[TASK INSTRUCTIONS] Please rewrite the records below, swapping every "objective" for "goal" and keeping everything else the same. Leave the pictures out of your answer.

>>

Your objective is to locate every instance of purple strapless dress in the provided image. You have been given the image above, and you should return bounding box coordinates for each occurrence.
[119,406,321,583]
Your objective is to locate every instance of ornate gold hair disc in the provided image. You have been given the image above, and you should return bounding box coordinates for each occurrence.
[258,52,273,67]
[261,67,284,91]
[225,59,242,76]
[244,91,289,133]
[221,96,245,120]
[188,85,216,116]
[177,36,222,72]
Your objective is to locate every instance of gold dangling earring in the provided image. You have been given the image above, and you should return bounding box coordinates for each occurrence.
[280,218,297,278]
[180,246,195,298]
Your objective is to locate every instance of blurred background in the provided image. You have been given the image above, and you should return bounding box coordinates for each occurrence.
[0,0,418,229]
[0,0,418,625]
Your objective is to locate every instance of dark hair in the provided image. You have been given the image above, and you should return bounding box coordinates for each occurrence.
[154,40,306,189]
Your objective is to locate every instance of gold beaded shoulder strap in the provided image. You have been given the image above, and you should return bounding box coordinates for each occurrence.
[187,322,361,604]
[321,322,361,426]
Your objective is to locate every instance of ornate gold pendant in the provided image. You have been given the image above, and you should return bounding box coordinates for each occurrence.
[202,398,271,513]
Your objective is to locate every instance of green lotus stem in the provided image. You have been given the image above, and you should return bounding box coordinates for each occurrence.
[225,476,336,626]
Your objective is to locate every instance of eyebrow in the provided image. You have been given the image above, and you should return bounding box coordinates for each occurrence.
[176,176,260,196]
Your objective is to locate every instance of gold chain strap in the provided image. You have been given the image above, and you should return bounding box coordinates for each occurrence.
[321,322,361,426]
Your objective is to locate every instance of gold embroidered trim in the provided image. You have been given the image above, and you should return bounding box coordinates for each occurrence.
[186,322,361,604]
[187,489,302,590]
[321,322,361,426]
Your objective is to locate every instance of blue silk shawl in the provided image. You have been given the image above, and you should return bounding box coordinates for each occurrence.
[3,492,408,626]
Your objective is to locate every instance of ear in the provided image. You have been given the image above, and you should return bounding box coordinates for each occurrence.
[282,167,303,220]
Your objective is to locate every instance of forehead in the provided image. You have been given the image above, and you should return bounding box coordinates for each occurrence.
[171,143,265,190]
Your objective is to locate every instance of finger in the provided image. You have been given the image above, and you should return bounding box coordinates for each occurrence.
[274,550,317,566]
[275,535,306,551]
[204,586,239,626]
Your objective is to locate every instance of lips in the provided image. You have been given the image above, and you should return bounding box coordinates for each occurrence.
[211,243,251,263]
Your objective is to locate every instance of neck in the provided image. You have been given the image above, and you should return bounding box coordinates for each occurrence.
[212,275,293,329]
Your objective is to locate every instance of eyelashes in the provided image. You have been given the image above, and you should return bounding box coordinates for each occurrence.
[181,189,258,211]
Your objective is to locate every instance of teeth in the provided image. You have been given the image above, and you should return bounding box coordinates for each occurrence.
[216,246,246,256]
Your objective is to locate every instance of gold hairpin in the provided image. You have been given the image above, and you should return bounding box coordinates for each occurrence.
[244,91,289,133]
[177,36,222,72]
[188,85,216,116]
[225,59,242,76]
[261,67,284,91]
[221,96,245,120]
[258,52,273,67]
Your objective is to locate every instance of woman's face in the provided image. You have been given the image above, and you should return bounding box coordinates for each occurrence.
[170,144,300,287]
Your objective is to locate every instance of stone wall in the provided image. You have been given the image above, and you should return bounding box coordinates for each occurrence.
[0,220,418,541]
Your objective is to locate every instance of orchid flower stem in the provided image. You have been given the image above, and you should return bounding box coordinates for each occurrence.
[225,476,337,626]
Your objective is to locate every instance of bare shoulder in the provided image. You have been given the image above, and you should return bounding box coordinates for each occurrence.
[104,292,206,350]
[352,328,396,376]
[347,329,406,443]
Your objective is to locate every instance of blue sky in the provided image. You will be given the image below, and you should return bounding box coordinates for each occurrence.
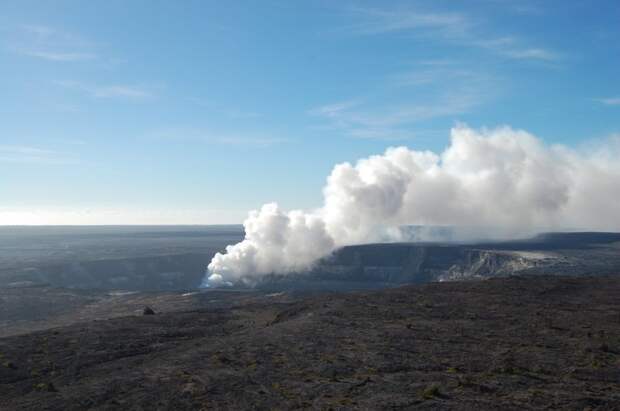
[0,0,620,224]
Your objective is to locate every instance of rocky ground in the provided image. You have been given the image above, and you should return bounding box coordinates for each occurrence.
[0,276,620,410]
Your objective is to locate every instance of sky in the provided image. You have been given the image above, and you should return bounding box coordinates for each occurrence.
[0,0,620,224]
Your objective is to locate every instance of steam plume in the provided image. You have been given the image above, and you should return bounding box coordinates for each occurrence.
[204,125,620,286]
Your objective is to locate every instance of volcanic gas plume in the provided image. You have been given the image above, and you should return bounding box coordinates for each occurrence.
[204,125,620,286]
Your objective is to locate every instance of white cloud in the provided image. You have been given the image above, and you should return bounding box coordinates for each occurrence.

<<

[COMPLETE OUTPUT]
Your goal is to locate every instance of purple strapless dress in the provided image. You have been given the image above, and you should return bounding box coordinates for each occurrence.
[119,406,321,583]
Your goal is to locate every instance of ornate gold hair disc in the provided image. You have been given the image above, and you should return bounding box coordinates for each occurrence.
[258,52,273,67]
[261,67,284,91]
[225,59,242,76]
[244,91,289,133]
[221,96,245,120]
[188,85,216,116]
[177,36,222,72]
Your goal is to locate every instance of gold dangling earring in the provided image. You have been given the image above, and you should return bounding box coordinates for each occurrence.
[280,218,297,278]
[180,246,195,298]
Your goal is to locate every instance of blurred background in the provided image. You have been given the image above, and you should return bounding box coordinates for each occurrence.
[0,0,418,229]
[0,0,418,625]
Your goal is to locate every instance of dark hair in the provided image. You have been given the image above, and you should return bounding box coordinates for each occurrence.
[154,40,306,189]
Your goal is to locate every instance of gold beaded shoulder strap in the provided image. You have been given the image above, and you should return bounding box coordinates for each occurrence.
[187,322,361,604]
[321,322,361,426]
Your goal is to locate every instance of ornate gold pendant in the provided image. You have been given the image above, and you should return bounding box coordinates for each occurrence.
[202,398,271,513]
Your goal is to locate every instance of green lotus stem in the provided image. You have been given the image above, and you should return bounding box coordinates for each occurrence.
[225,476,336,626]
Your goal is to locate every instance of eyebrow in the provided image. You have been given the image above, and you should return bounding box coordinates for each occurrence.
[176,176,260,196]
Your goal is to locate every instance of gold chain strap in the provided image. You have been given the image above, and you should return bounding box coordinates for each occurrence.
[321,322,361,426]
Your goal is to locate every instance of gold embroidered trim in the provided image. You have been given the image above, and you should return bounding box coordinates for each occurrence.
[186,322,361,604]
[187,489,302,590]
[321,322,361,426]
Your goal is to locate every instance of blue silk shawl in the provided image. You have been given the image above, and you should return bounding box coordinates for each occurrence.
[3,492,408,626]
Your goal is to locate every instance of ear in the provided image. You have been given the image above, and you should return bounding box coordinates for each occurrence.
[282,167,303,220]
Your goal is to locate every instance of forehead in the provided image. You have been given the image above, and you should return bounding box coordinates for each occurrence.
[171,143,265,190]
Your goal is to locate every instance of finger in the provided image. You have been given the image above, and you should return bounding box coordinates for each occurrence.
[274,550,317,566]
[275,535,306,551]
[204,586,239,626]
Your goal is to locate every instance of lips in the provided image. You have been given the image above, and you should return bounding box coordinates for each occurrence.
[211,243,251,263]
Your goal is to locate every instance of neck in the provided image. You have been given the image above, and you should return bounding box coordinates for each occurrence.
[212,275,293,329]
Your goal is to locate every instance of eyelashes in the provided image. You have been given the image above, and you should return bounding box coordinates for each occurrence.
[181,189,258,211]
Your goal is to locate every instance of teeth in the provided image. You have been given the image above, and you should return bounding box coordinates for each occurrence.
[216,246,246,256]
Your goal is to locate every instance of gold hairpin in the provided image. You have been given the image above, and you should return bounding box coordinates for each occurrence.
[244,91,289,133]
[177,36,222,72]
[188,85,216,116]
[225,59,242,76]
[261,67,284,91]
[221,96,245,120]
[258,52,273,67]
Your goal is to locate every instance of woman's face in the provided image. You have been given the image above, and you should return bounding box coordinates for each occurrence.
[170,144,300,287]
Your goal is to locate every instance of stone wall in the provided image. You have been given the image above, and you should return bounding box coordinates for each occurrence.
[0,220,418,541]
Your goal is to locate every instance of orchid flower stem in the provided image. You have been given the image above, and you should return bounding box coordinates for each occurrence.
[225,476,337,626]
Your goal is to locate every instance of bare shoulder in the provided image. You have been given the image above, and you should return bounding box coordinates for each occurrence.
[104,292,206,350]
[352,328,396,376]
[347,329,406,443]
Your goal is to locate every instance of blue sky in the provided image. You will be given the image below, and you should return bounding box coordinates for each occurrence.
[0,0,620,224]
Your goal is to locate every instance of rocky ground in the provided image. You have been given the image above, and you should return bounding box coordinates for each occurrence.
[0,276,620,410]
Your goal is to locate every instance of sky in the provided image. You have been given the image above, and you should return bounding box coordinates for each occurrence.
[0,0,620,224]
Your goal is to locate every instance of steam plume in the provided image. You have been given the image above, and you should return bounding box coordinates for each occurrence.
[204,125,620,286]
Your goal is to locate every instance of volcanic gas plume in the provided image. You have been given the image above, and you should return bounding box coordinates for each occurrence.
[204,125,620,286]
Your goal is to locate every instance of white cloud in the provided image. You have been given the image above, and you should return bounding box coordinates for each occurrence.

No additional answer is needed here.